Exercise objective. Compute how many lines in the data below hold the word "pergola", then report that number with nothing else.

========================

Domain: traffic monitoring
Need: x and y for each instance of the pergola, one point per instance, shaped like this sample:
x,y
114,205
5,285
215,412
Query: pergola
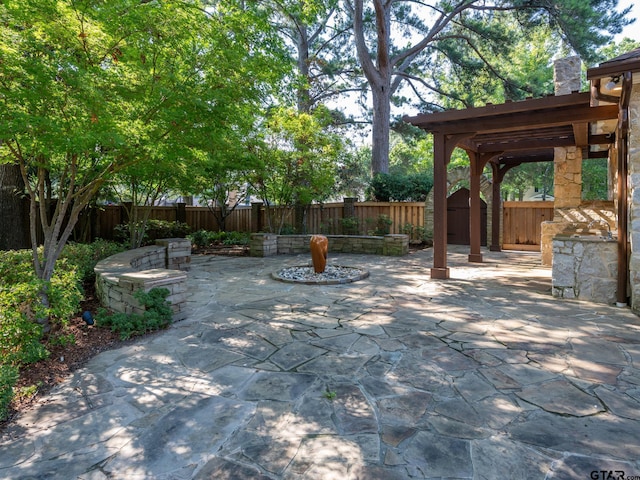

========================

Output below. 2